%%
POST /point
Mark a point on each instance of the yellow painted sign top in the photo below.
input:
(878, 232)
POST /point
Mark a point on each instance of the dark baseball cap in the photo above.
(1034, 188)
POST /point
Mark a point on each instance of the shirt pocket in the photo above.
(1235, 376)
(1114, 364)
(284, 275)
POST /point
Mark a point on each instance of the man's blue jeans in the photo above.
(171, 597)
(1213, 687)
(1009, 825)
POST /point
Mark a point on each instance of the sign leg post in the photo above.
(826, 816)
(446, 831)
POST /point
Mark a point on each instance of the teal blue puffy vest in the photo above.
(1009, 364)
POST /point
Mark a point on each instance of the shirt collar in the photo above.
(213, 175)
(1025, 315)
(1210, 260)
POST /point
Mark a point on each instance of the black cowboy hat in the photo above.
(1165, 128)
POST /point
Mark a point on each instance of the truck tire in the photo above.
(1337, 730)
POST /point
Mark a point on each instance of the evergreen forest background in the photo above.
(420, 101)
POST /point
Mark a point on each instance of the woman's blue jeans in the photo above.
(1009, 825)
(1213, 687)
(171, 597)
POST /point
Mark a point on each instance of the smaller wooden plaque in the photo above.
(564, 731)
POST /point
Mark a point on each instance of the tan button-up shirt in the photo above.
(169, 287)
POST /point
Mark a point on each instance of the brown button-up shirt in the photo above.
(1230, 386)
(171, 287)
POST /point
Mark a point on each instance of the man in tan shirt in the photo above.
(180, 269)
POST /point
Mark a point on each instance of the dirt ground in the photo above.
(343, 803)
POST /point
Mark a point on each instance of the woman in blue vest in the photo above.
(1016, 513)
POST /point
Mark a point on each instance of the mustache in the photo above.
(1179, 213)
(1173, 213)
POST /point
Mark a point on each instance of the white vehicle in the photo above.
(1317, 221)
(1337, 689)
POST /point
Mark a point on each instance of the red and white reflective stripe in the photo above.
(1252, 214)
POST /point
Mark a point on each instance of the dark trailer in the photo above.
%%
Edit the data above so that each "Mark a point" reads "Place a marker", changing nothing else.

POST /point
Place a marker on each instance of the yellow painted sign top in the photo below.
input:
(878, 232)
POST /point
Place a marker on each instance of the dark baseball cap in the photo above.
(1034, 188)
POST /point
Place a marker on each instance of the shirt pocket in the photo above.
(1235, 376)
(1114, 364)
(284, 275)
POST /point
Place a marker on each instance of the man's blue jeans in the photo above.
(171, 597)
(1213, 687)
(1009, 825)
POST /point
Place a marker on each instance of the sign leg post in the photo above.
(826, 816)
(446, 831)
POST /point
Place a marker on each instance of the teal blue puffy vest in the photo above.
(1009, 364)
POST /point
Place a marker on each instance of the shirt collar in the photo above.
(213, 175)
(1025, 315)
(1210, 260)
POST /point
Place a marker on each instance of the black cowboy hat in the photo above.
(1165, 128)
POST /point
Place a marker on each instance of the truck tire in the photo above.
(1337, 730)
POST /point
Place a marker on each instance of the evergreen forest background in the photo above.
(420, 101)
POST /point
Place a marker on each instance of the woman's blue jeans in the photo above.
(1009, 825)
(1213, 687)
(171, 597)
POST /point
Place a marker on each instance of the smaller wooden plaque in the photo above.
(564, 731)
POST /point
Place a marker on each instance of the tan button-up shirt in the photo above.
(169, 287)
POST /point
Place a marker on each instance of the brown button-up shirt in the photo above.
(1230, 386)
(171, 287)
POST /point
Place a marker on each instance of the man in tan shirt in the photo above.
(180, 269)
POST /point
Place a marker on each instance of the dirt ground in the photo above.
(343, 803)
POST /point
Place a marker on each instance of the woman in blue vest in the photo above.
(1016, 513)
POST /point
Place a marker on each instance of the mustache in the photo above.
(1179, 213)
(1173, 213)
POST /point
Place a marker on each instance of the white vehicle in the photo above.
(1317, 221)
(1337, 689)
POST /point
Place a marker on each instance of the red and white reflective stripe in the photo above.
(1252, 214)
POST /point
Place a marker on each instance of the dark trailer in the photo above.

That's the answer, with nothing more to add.